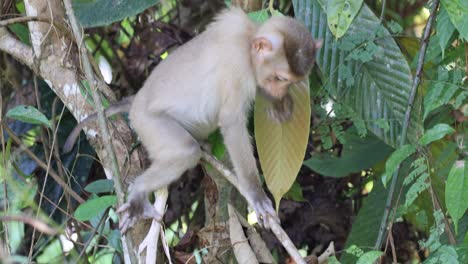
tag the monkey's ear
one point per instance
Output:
(261, 44)
(318, 43)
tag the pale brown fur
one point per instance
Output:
(209, 83)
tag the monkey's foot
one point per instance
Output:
(134, 211)
(265, 212)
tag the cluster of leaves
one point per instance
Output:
(366, 82)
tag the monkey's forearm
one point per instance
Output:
(119, 107)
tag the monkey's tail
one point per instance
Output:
(119, 107)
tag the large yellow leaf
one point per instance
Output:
(281, 147)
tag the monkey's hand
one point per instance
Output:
(264, 210)
(281, 110)
(137, 208)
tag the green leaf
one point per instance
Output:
(456, 194)
(340, 14)
(21, 31)
(382, 85)
(444, 28)
(94, 13)
(357, 155)
(28, 114)
(332, 260)
(458, 13)
(100, 186)
(218, 149)
(369, 257)
(295, 193)
(397, 157)
(94, 207)
(437, 132)
(281, 161)
(444, 254)
(366, 224)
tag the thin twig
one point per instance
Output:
(88, 70)
(275, 227)
(466, 60)
(44, 166)
(23, 19)
(37, 224)
(414, 88)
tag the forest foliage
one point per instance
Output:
(384, 114)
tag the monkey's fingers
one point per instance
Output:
(123, 208)
(126, 223)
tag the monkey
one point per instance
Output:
(208, 83)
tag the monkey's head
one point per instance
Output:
(283, 52)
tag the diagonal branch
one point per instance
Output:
(275, 227)
(88, 70)
(414, 88)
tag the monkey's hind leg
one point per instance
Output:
(173, 151)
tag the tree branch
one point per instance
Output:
(15, 48)
(275, 227)
(414, 88)
(76, 28)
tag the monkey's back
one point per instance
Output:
(211, 70)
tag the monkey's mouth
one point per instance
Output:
(270, 96)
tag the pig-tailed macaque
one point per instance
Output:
(209, 83)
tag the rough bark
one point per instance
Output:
(54, 57)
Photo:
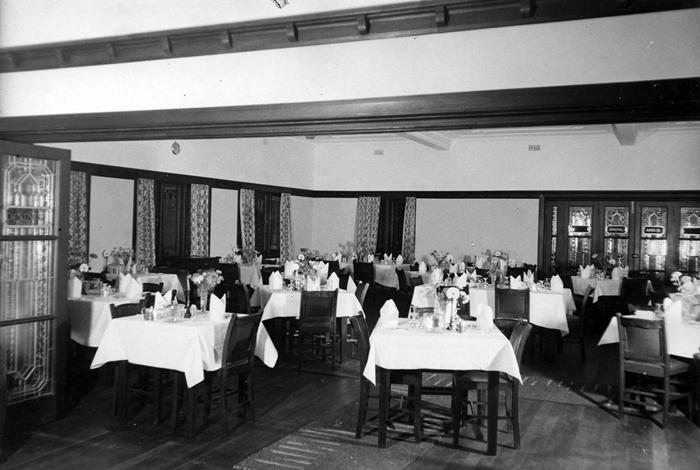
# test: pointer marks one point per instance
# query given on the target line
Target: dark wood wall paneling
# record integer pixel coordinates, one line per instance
(368, 23)
(643, 101)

------------------------

POLECENIE I WYMAGANIA: Przedstaw wszystkie powyższe wiersze jako listę JSON, w której każdy wiersz tekstu jest osobnym łańcuchem, a puste wiersze są pominięte. Nie umieszczaj w odpowiedzi odwołań do obrazów.

ODPOWIEDŹ DO ZADANIA:
[
  "tag the monkey's ear",
  "one point per instance",
  "Output:",
  "(261, 44)",
  "(318, 43)",
  "tag the pale brown fur",
  "one point per instance",
  "Output:",
  "(209, 83)",
  "tag the monkey's foot",
  "one point per instance",
  "Output:",
  "(134, 211)",
  "(265, 212)",
  "tag the cluster of leaves",
  "one point per instance",
  "Output:",
  "(366, 82)",
  "tag the monkey's forearm",
  "one point per instance",
  "Output:",
  "(119, 107)",
  "tag the monkey's tail",
  "one point per instance",
  "Output:",
  "(119, 107)",
  "tag the large yellow leaf",
  "one point per instance",
  "Output:",
  "(281, 147)",
  "tag the monkey's hand",
  "one point per instance",
  "Output:",
  "(264, 210)",
  "(281, 110)",
  "(137, 208)",
  "tag the green leaf",
  "one point per instance",
  "Output:",
  "(456, 194)",
  "(340, 14)",
  "(21, 31)",
  "(382, 85)",
  "(444, 28)",
  "(94, 13)",
  "(357, 155)",
  "(28, 114)",
  "(332, 260)",
  "(458, 13)",
  "(100, 186)",
  "(218, 149)",
  "(369, 257)",
  "(295, 193)",
  "(397, 157)",
  "(94, 207)",
  "(437, 132)",
  "(281, 161)",
  "(444, 254)",
  "(366, 224)",
  "tag the thin twig",
  "one point per instance",
  "Output:",
  "(88, 70)",
  "(275, 227)",
  "(466, 60)",
  "(44, 166)",
  "(23, 19)",
  "(37, 224)",
  "(414, 88)",
  "tag the forest foliage",
  "one point per instance",
  "Output:",
  "(384, 114)",
  "tag the monkey's fingers",
  "one point per instance",
  "Output:",
  "(123, 208)",
  "(126, 223)",
  "tag the monkey",
  "one point per instance",
  "Output:",
  "(208, 83)",
  "tag the monkey's head",
  "one point per instance",
  "Output:",
  "(283, 52)",
  "tag the diagonal branch",
  "one point per instance",
  "Output:",
  "(275, 227)",
  "(88, 70)",
  "(414, 88)",
  "tag the monkey's hind leg",
  "one point per instance",
  "Output:",
  "(173, 151)",
  "tag the tree branch",
  "one point per instance",
  "Output:",
  "(15, 48)",
  "(275, 227)",
  "(414, 88)",
  "(76, 28)",
  "tag the monkey's back",
  "one point per instance",
  "Output:",
  "(211, 70)",
  "tag the monkey's mouth",
  "one point per instance",
  "Output:",
  "(270, 96)",
  "tag the pig-tailed macaque",
  "one point per instance",
  "Output:",
  "(209, 83)",
  "tag the rough bark",
  "one point per instance",
  "Output:",
  "(54, 57)",
  "Photo:",
  "# test: pointer marks one point per instance",
  "# query given on the target line",
  "Target: dark wood wall paneling",
  "# record integer pixel coordinates, one line per instance",
  "(368, 23)",
  "(643, 101)"
]